Labeled-object pointing entries
■ ■ ■ ■ ■

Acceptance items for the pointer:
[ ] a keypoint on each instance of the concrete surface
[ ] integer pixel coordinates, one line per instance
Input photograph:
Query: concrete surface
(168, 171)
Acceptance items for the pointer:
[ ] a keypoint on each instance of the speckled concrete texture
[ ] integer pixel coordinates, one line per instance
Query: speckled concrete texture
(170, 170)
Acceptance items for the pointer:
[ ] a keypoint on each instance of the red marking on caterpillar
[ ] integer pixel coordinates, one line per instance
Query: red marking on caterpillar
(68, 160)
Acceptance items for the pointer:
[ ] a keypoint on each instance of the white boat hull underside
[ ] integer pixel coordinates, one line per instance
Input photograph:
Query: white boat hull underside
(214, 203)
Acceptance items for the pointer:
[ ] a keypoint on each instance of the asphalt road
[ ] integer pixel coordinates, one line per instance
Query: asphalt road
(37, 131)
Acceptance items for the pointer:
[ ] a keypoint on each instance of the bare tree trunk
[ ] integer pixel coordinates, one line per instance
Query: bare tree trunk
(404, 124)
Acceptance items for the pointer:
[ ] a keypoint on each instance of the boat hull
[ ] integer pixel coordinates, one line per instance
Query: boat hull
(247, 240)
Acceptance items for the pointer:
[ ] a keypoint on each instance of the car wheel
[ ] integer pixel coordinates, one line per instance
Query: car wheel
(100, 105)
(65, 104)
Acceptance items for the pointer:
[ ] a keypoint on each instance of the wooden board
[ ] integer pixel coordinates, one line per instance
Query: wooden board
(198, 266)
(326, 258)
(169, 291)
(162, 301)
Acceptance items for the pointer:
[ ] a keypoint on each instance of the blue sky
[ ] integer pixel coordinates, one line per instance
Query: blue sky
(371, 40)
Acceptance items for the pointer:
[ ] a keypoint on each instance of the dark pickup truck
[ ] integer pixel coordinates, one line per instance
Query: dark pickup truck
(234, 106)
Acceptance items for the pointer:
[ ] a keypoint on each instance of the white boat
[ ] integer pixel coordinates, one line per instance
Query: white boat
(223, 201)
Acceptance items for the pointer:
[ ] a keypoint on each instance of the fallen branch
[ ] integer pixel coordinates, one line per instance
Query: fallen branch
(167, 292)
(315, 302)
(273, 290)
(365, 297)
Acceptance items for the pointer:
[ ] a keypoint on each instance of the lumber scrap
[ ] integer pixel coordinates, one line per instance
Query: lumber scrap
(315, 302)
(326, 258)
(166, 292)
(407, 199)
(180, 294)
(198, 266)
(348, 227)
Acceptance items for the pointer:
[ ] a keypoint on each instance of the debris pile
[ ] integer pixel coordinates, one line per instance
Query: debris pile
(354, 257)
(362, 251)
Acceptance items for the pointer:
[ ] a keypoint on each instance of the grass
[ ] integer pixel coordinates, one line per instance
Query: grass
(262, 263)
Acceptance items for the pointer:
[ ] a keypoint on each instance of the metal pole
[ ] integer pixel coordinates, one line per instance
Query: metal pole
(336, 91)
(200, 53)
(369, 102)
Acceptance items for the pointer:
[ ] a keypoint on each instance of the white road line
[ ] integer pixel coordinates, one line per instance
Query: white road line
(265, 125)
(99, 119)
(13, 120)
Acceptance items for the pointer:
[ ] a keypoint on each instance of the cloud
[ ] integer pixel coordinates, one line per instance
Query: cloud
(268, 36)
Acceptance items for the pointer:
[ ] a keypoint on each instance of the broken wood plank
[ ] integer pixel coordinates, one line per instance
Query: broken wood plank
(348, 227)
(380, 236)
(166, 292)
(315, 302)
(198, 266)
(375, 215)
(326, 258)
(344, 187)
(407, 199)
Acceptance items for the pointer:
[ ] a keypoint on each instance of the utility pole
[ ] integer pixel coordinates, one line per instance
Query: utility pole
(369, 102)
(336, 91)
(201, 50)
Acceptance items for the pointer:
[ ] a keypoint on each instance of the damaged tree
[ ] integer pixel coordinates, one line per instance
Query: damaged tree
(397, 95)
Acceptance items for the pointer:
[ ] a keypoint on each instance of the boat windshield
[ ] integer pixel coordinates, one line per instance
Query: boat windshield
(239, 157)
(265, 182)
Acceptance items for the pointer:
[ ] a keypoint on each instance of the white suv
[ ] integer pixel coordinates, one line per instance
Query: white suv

■ ■ ■ ■ ■

All of the entries above must be quoted exactly.

ANSWER IN FULL:
Acceptance items for the pointer:
[ ] a keypoint on each instance of the concrete surface
[ ] integer pixel coordinates, one line per instance
Input photograph:
Query: concrete surface
(168, 171)
Acceptance items for the pointer:
[ ] a keypoint on each instance of the speckled concrete texture
[ ] integer pixel coordinates, one line per instance
Query: speckled concrete texture
(170, 170)
Acceptance items for the pointer:
[ ] a keypoint on each instance of the red marking on caterpillar
[ ] integer pixel coordinates, one line per instance
Query: red marking on caterpillar
(68, 160)
Acceptance items for the pointer:
[ ] a keypoint on each instance of the white boat hull underside
[ ] integer pixel coordinates, one line per instance
Input photograph:
Query: white boat hull underside
(214, 203)
Acceptance items for the pointer:
[ ] a keypoint on each instance of the asphalt road
[ ] integer pixel coordinates, one line per instance
Query: asphalt road
(37, 131)
Acceptance items for the pointer:
[ ] a keypoint on each instance of the bare tree trunk
[ ] integer pixel coordinates, one line per instance
Query: bare tree trunk
(404, 124)
Acceptance items for the pointer:
[ ] a keypoint on each instance of the boat hull
[ ] integer pixel coordinates, one line per instance
Query: boat hull
(247, 240)
Acceptance items for the pointer:
[ ] a keypoint on each instance of the car wheel
[ ] integer pixel coordinates, one line per instance
Query: car wheel
(100, 105)
(65, 104)
Acceptance items for the pointer:
[ ] a keypoint on each instance of the wooden board
[ ] integer pixel coordinates, one line per instance
Query: wooden board
(198, 266)
(326, 258)
(169, 291)
(162, 301)
Acceptance items for the pointer:
[ ] a keypoint on each instance of the blue sky
[ ] integer pixel coordinates, one line per instance
Query: blue sky
(371, 40)
Acceptance items for the pointer:
[ ] a keypoint on each instance of the dark pickup truck
[ ] integer pixel coordinates, one line per instance
Query: dark pickup truck
(234, 106)
Acceptance items for the pointer:
[ ] a keypoint on each instance of the white boat
[ ] integer pixel coordinates, one line per instance
Query: white boat
(223, 201)
Acceptance items for the pointer:
[ ] a keypoint on each instance of the fallen branch
[ ] integer pixel coordinates, one line per instance
Query: fallen branch
(167, 292)
(315, 302)
(273, 290)
(365, 297)
Acceptance items for the pointer:
[ ] a keypoint on each instance of the lumber scrap
[ ] integer pixel coordinates, one line per instance
Query: lumber scrap
(315, 302)
(326, 258)
(166, 292)
(407, 199)
(180, 294)
(198, 266)
(348, 227)
Acceptance items for the pointer:
[ ] a keypoint on each instance of the debris pile
[ ] integer pixel coordinates, one line per instance
Query: debris pile
(354, 257)
(362, 251)
Acceptance items for the pointer:
[ ] a keypoint on each instance of the grass
[ ] integer pixel coordinates, one line per instance
Query: grass
(262, 263)
Acceptance items for the pointer:
[ ] a keypoint on each instance of the metal pole
[ ] integer pixel coordinates, one line per instance
Query: metal pole
(336, 91)
(200, 53)
(369, 102)
Acceptance items for the pointer:
[ ] a keypoint on each instance of the white road line
[ ] integer pixel coordinates, one line per instance
Query: white road line
(265, 125)
(99, 119)
(13, 120)
Acceptance items for the pointer:
[ ] a keypoint on each instance of the cloud
[ ] integer pixel coordinates, one line per instance
Query: cloud
(268, 36)
Acceptance items for the pointer:
[ ] a keypoint on each instance of the broken wood plank
[ ] integer pixel coordinates, one line per instance
Query: broken wood plank
(348, 227)
(380, 236)
(166, 292)
(315, 302)
(198, 266)
(375, 215)
(326, 258)
(344, 187)
(407, 199)
Acceptance items for the pointer:
[ ] a keypoint on each instance of the utility pole
[ ] integer pixel coordinates, one line per instance
Query: utility pole
(369, 102)
(336, 91)
(201, 50)
Acceptance items for the pointer:
[ ] a keypoint on each instance of the damaged tree
[ ] integer pixel coordinates, one line per instance
Query: damaged tree
(397, 95)
Acceptance items for the pointer:
[ ] a keypoint on each instance of the boat windshield
[ ] integer pixel coordinates, one line per instance
Query: boat windshield
(239, 157)
(265, 182)
Acceptance items for the pointer:
[ ] a keypoint on each instance of the white suv
[ ] integer pixel coordinates, one line per instance
Query: white suv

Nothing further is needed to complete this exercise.